Put the rows below into a two-column CSV headed instruction and mask, with one line per row. Place each row's text and its answer in a single quoted field apiece, with line breaks replaced by spaces, and leave out the pictures.

□ □ □ □ □ □ □

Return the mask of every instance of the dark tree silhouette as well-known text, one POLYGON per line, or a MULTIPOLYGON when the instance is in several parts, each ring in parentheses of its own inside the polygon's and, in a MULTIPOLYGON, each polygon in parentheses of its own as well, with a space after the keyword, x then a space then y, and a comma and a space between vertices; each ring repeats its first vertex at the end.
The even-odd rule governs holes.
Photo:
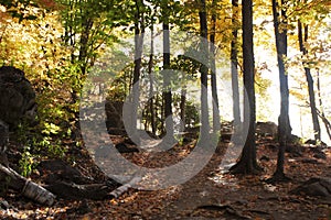
POLYGON ((200 1, 199 8, 200 18, 200 36, 201 36, 201 54, 203 55, 204 63, 200 66, 201 74, 201 132, 200 135, 205 139, 209 136, 210 123, 209 123, 209 106, 207 106, 207 74, 209 67, 206 66, 209 61, 209 47, 207 47, 207 16, 205 0, 200 1))
POLYGON ((162 1, 162 15, 163 15, 163 92, 164 100, 164 118, 166 120, 166 131, 167 136, 173 136, 173 119, 172 119, 172 95, 170 91, 170 37, 169 37, 169 8, 168 1, 162 1))
MULTIPOLYGON (((281 1, 284 4, 284 0, 281 1)), ((279 67, 279 85, 280 85, 280 116, 278 118, 278 158, 277 168, 274 176, 269 182, 286 180, 287 177, 284 173, 285 163, 285 148, 287 146, 287 140, 290 138, 290 122, 289 122, 289 91, 288 91, 288 76, 286 74, 284 58, 287 56, 287 30, 281 28, 280 22, 286 25, 286 11, 281 9, 280 13, 278 11, 279 6, 277 0, 273 0, 273 15, 274 15, 274 28, 276 37, 276 50, 277 50, 277 61, 279 67)))
POLYGON ((241 124, 241 105, 239 105, 239 88, 238 88, 238 52, 237 52, 237 10, 238 0, 232 0, 232 41, 231 41, 231 80, 232 80, 232 96, 233 96, 233 117, 234 117, 234 128, 236 129, 241 124))
POLYGON ((241 160, 231 167, 233 174, 257 174, 260 167, 256 162, 255 144, 255 89, 254 89, 254 51, 253 51, 253 2, 243 1, 243 55, 244 55, 244 124, 248 125, 248 135, 241 160))
MULTIPOLYGON (((300 22, 300 20, 298 21, 298 37, 299 37, 300 52, 302 53, 302 55, 307 55, 308 51, 305 46, 305 43, 307 43, 307 41, 308 41, 308 25, 302 24, 300 22), (302 29, 302 26, 303 26, 303 29, 302 29)), ((318 117, 318 112, 317 112, 317 105, 316 105, 314 89, 313 89, 313 78, 311 76, 310 68, 307 66, 307 63, 305 61, 302 61, 302 65, 305 68, 305 75, 306 75, 307 85, 308 85, 309 106, 310 106, 310 111, 311 111, 311 117, 312 117, 314 140, 320 141, 321 140, 321 128, 320 128, 319 117, 318 117)))
POLYGON ((213 132, 216 133, 221 129, 221 119, 220 119, 220 111, 218 111, 218 97, 217 97, 217 81, 216 81, 216 63, 215 63, 215 35, 216 35, 216 6, 217 0, 213 0, 212 2, 212 31, 210 34, 211 41, 211 87, 212 87, 212 97, 213 97, 213 132))

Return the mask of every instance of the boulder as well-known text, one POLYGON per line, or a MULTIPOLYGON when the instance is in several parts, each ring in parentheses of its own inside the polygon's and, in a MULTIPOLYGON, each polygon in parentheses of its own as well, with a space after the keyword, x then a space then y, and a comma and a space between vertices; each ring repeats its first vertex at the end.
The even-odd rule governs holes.
POLYGON ((13 129, 22 118, 33 122, 35 114, 35 92, 24 73, 12 66, 0 67, 0 120, 13 129))

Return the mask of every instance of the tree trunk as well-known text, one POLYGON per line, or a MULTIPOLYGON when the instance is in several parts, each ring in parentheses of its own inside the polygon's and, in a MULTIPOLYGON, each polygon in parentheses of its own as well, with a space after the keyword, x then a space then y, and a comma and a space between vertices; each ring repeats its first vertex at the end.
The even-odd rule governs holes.
POLYGON ((9 187, 21 191, 24 197, 47 206, 52 206, 54 204, 55 196, 52 193, 19 175, 10 167, 6 167, 0 164, 0 173, 1 178, 3 176, 10 178, 8 183, 9 187))
MULTIPOLYGON (((303 30, 305 30, 305 33, 302 33, 301 22, 298 21, 298 37, 299 37, 300 52, 303 55, 307 55, 308 51, 305 46, 305 43, 307 43, 307 40, 308 40, 308 25, 303 25, 303 30)), ((307 64, 305 61, 302 61, 302 65, 305 68, 305 75, 306 75, 307 84, 308 84, 309 106, 310 106, 310 111, 311 111, 311 117, 312 117, 313 135, 314 135, 316 141, 320 141, 321 140, 321 128, 320 128, 319 118, 318 118, 318 113, 317 113, 317 107, 316 107, 313 79, 312 79, 312 76, 310 73, 310 68, 307 67, 307 64)))
POLYGON ((233 117, 234 129, 241 123, 241 101, 239 101, 239 86, 238 86, 238 52, 237 52, 237 37, 238 30, 236 28, 238 23, 238 0, 232 0, 232 41, 231 41, 231 81, 232 81, 232 96, 233 96, 233 117))
POLYGON ((322 101, 322 96, 321 96, 321 84, 320 84, 320 70, 319 69, 317 69, 317 89, 318 89, 318 99, 319 99, 319 107, 320 107, 320 112, 317 109, 317 113, 323 121, 328 136, 331 140, 331 124, 330 124, 329 120, 327 119, 324 109, 323 109, 323 101, 322 101))
POLYGON ((149 111, 150 111, 150 123, 152 133, 157 133, 156 127, 156 113, 154 113, 154 105, 153 105, 153 53, 154 53, 154 41, 153 41, 153 23, 151 23, 151 33, 150 33, 150 55, 149 55, 149 63, 148 63, 148 75, 149 75, 149 111))
POLYGON ((253 51, 253 2, 243 1, 243 55, 244 55, 244 124, 248 125, 247 139, 241 160, 231 167, 233 174, 257 174, 260 168, 256 162, 255 145, 255 88, 254 88, 254 51, 253 51))
POLYGON ((170 36, 168 20, 168 1, 163 6, 163 99, 164 99, 164 119, 167 136, 173 138, 173 119, 172 119, 172 95, 170 88, 170 36))
MULTIPOLYGON (((281 3, 282 0, 281 0, 281 3)), ((286 24, 286 11, 281 10, 281 15, 278 12, 277 0, 273 0, 273 15, 274 28, 276 37, 277 61, 279 67, 279 85, 280 85, 280 116, 278 118, 278 141, 279 151, 277 157, 277 168, 270 179, 271 182, 285 180, 284 163, 285 163, 285 148, 287 140, 290 138, 289 124, 289 91, 288 91, 288 76, 285 69, 284 58, 287 56, 287 30, 279 30, 279 24, 286 24)))
MULTIPOLYGON (((185 77, 184 75, 185 75, 185 73, 183 73, 183 79, 185 77)), ((185 122, 185 120, 186 120, 185 119, 185 111, 186 111, 185 105, 186 105, 186 85, 184 84, 183 87, 182 87, 182 90, 181 90, 181 103, 180 103, 181 121, 183 122, 184 128, 186 125, 186 122, 185 122)))
POLYGON ((135 14, 135 67, 134 67, 134 81, 132 81, 132 113, 130 120, 130 127, 127 128, 128 133, 136 134, 137 130, 137 117, 139 105, 139 78, 141 68, 142 44, 143 44, 143 14, 140 12, 140 7, 143 6, 143 0, 136 0, 136 14, 135 14))
POLYGON ((203 54, 203 61, 200 66, 201 73, 201 128, 200 135, 202 139, 207 139, 210 132, 209 123, 209 106, 207 106, 207 62, 209 62, 209 46, 207 46, 207 20, 205 0, 200 1, 201 7, 199 11, 200 18, 200 52, 203 54))
POLYGON ((216 48, 215 48, 215 35, 216 35, 216 8, 217 0, 212 2, 212 32, 210 35, 211 40, 211 86, 212 86, 212 97, 213 97, 213 132, 220 132, 221 129, 221 119, 218 111, 218 97, 217 97, 217 81, 216 81, 216 48))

□ □ □ □ □ □ □

Answer to this exercise
instruction,mask
"Return the mask of every instance of the dark tree silhouette as well-known text, one POLYGON per line, or a MULTIPOLYGON when the instance is in several parts, each ring in parentheses of its own inside the polygon's and, in a MULTIPOLYGON, each polygon in parentheses of its own as well, with a space after the keyword, x then a space then y, and a comma and a space between vertices; each ring repeats its first vertex at the end. The even-odd rule governs holes. Photo:","POLYGON ((200 1, 199 8, 200 18, 200 36, 201 36, 201 54, 203 55, 204 63, 200 66, 201 74, 201 132, 200 135, 205 139, 209 136, 210 123, 209 123, 209 106, 207 106, 207 74, 209 67, 206 66, 209 61, 209 47, 207 47, 207 16, 205 0, 200 1)) POLYGON ((162 1, 162 15, 163 15, 163 92, 164 100, 164 118, 166 120, 166 131, 167 136, 173 136, 173 119, 172 119, 172 95, 170 91, 170 37, 169 37, 169 8, 168 1, 162 1)) MULTIPOLYGON (((281 1, 284 4, 284 0, 281 1)), ((279 67, 279 85, 280 85, 280 116, 278 118, 278 158, 277 168, 274 176, 269 182, 286 180, 287 177, 284 173, 285 163, 285 148, 287 146, 287 140, 290 138, 290 122, 289 122, 289 91, 288 91, 288 76, 286 74, 284 58, 287 56, 287 30, 281 28, 280 22, 286 25, 286 11, 281 9, 280 13, 278 11, 279 6, 277 0, 273 0, 273 15, 274 15, 274 28, 276 37, 276 50, 277 50, 277 61, 279 67))) POLYGON ((241 124, 241 105, 239 105, 239 88, 238 88, 238 52, 237 52, 237 10, 238 0, 232 0, 232 41, 231 41, 231 80, 232 80, 232 96, 233 96, 233 117, 234 117, 234 128, 236 129, 241 124)) POLYGON ((241 160, 231 167, 233 174, 257 174, 260 167, 256 162, 255 144, 255 89, 254 89, 254 51, 253 51, 253 2, 243 1, 243 55, 244 55, 244 124, 248 125, 248 135, 241 160)) MULTIPOLYGON (((300 22, 300 20, 298 21, 298 37, 299 37, 300 52, 302 53, 302 55, 307 55, 308 51, 305 46, 305 43, 307 43, 307 41, 308 41, 308 25, 302 24, 300 22), (302 29, 302 26, 303 26, 303 29, 302 29)), ((318 117, 318 112, 317 112, 317 105, 316 105, 314 89, 313 89, 313 78, 311 76, 310 68, 307 66, 307 63, 305 61, 302 61, 302 65, 305 68, 305 75, 306 75, 307 85, 308 85, 309 106, 310 106, 310 111, 311 111, 311 117, 312 117, 314 140, 320 141, 321 140, 321 128, 320 128, 319 117, 318 117))) POLYGON ((213 132, 216 133, 221 129, 221 119, 220 119, 220 111, 218 111, 218 97, 217 97, 217 81, 216 81, 216 63, 215 63, 215 35, 216 35, 216 6, 217 0, 213 0, 212 2, 212 31, 210 34, 211 41, 211 87, 212 87, 212 97, 213 97, 213 132))"
"Return the mask of every instance of the boulder as well-known text, one POLYGON per line, or a MULTIPOLYGON when the instance is in several parts, each ring in parentheses of its own inside the polygon's and, in a MULTIPOLYGON, each polygon in parentheses of its own as well, with a space after the keyword, x then a space then y, and a comma and a space between vertices; each ring repeats its first vertex at the end. The even-odd rule governs holes.","POLYGON ((13 129, 22 118, 33 122, 35 114, 35 92, 24 73, 12 66, 0 67, 0 120, 13 129))"
"Return the mask of every instance of the tree trunk as well-known text, one POLYGON per line, or a MULTIPOLYGON when the instance is in several parts, each ring in parentheses of its own inside the polygon's and, in a MULTIPOLYGON, each polygon in parentheses of its own as well, with a space after the keyword, x then a space then y, and a comma and a space between vertices; each ring repeats its first vertex at the end. The even-odd rule governs holes.","POLYGON ((9 187, 21 191, 24 197, 47 206, 52 206, 54 204, 55 196, 52 193, 19 175, 10 167, 6 167, 0 164, 0 173, 1 178, 3 176, 10 178, 8 183, 9 187)) MULTIPOLYGON (((303 30, 305 30, 305 33, 302 33, 301 22, 298 21, 298 37, 299 37, 300 52, 303 55, 307 55, 308 51, 305 46, 305 43, 307 43, 307 40, 308 40, 308 25, 303 25, 303 30)), ((307 64, 305 61, 302 61, 302 65, 305 68, 305 75, 306 75, 307 84, 308 84, 309 106, 310 106, 310 111, 311 111, 311 117, 312 117, 313 135, 314 135, 316 141, 320 141, 321 140, 321 128, 320 128, 319 118, 318 118, 318 113, 317 113, 317 107, 316 107, 313 79, 312 79, 312 76, 310 73, 310 68, 307 67, 307 64))) POLYGON ((233 117, 234 129, 241 123, 241 101, 239 101, 239 86, 238 86, 238 52, 237 52, 237 37, 238 30, 236 28, 238 23, 238 0, 232 0, 232 41, 231 41, 231 81, 232 81, 232 96, 233 96, 233 117)) POLYGON ((322 101, 322 96, 321 96, 321 84, 320 84, 320 70, 319 69, 317 69, 317 89, 318 89, 318 99, 319 99, 319 107, 320 107, 320 112, 317 109, 317 113, 323 121, 328 136, 331 140, 331 124, 330 124, 329 120, 327 119, 324 109, 323 109, 323 101, 322 101)) POLYGON ((149 111, 150 111, 150 123, 152 133, 157 133, 156 127, 156 113, 154 113, 154 105, 153 105, 153 53, 154 53, 154 41, 153 41, 153 23, 151 23, 151 33, 150 33, 150 55, 149 55, 149 63, 148 63, 148 75, 149 75, 149 111)) POLYGON ((253 51, 253 2, 243 1, 243 55, 244 55, 244 124, 248 125, 247 139, 241 160, 231 167, 233 174, 257 174, 260 168, 256 162, 255 145, 255 88, 254 88, 254 51, 253 51)) POLYGON ((170 36, 168 20, 168 1, 163 6, 163 99, 164 99, 164 119, 167 136, 173 138, 173 119, 172 119, 172 95, 170 88, 170 36)) MULTIPOLYGON (((281 3, 282 0, 281 0, 281 3)), ((286 24, 286 11, 281 10, 281 15, 278 12, 277 0, 273 0, 273 15, 274 28, 276 37, 277 61, 279 67, 279 85, 280 85, 280 116, 278 118, 278 141, 279 151, 277 157, 277 168, 270 179, 271 182, 285 180, 284 163, 285 163, 285 148, 287 140, 290 138, 289 124, 289 91, 288 91, 288 76, 285 69, 284 58, 287 56, 287 30, 279 30, 279 24, 286 24))) MULTIPOLYGON (((185 77, 184 75, 185 75, 185 73, 183 73, 183 79, 185 77)), ((185 122, 185 120, 186 120, 185 119, 185 111, 186 111, 185 105, 186 105, 186 85, 184 84, 183 87, 182 87, 182 90, 181 90, 181 103, 180 103, 181 121, 183 122, 184 128, 186 125, 186 122, 185 122))) POLYGON ((135 14, 135 67, 134 67, 134 81, 132 81, 132 113, 130 120, 130 127, 127 128, 128 133, 136 134, 137 130, 137 117, 139 105, 139 78, 141 68, 142 44, 143 44, 143 14, 140 12, 140 7, 143 6, 143 0, 136 0, 136 14, 135 14)) POLYGON ((203 54, 203 61, 200 66, 201 73, 201 128, 200 135, 202 139, 207 139, 210 132, 209 123, 209 106, 207 106, 207 62, 209 62, 209 46, 207 46, 207 20, 205 0, 200 1, 201 7, 199 11, 200 18, 200 52, 203 54)) POLYGON ((216 48, 215 48, 215 35, 216 35, 216 8, 217 0, 212 2, 212 32, 210 35, 211 40, 211 86, 212 86, 212 97, 213 97, 213 132, 220 132, 221 129, 221 119, 218 111, 218 97, 217 97, 217 81, 216 81, 216 48))"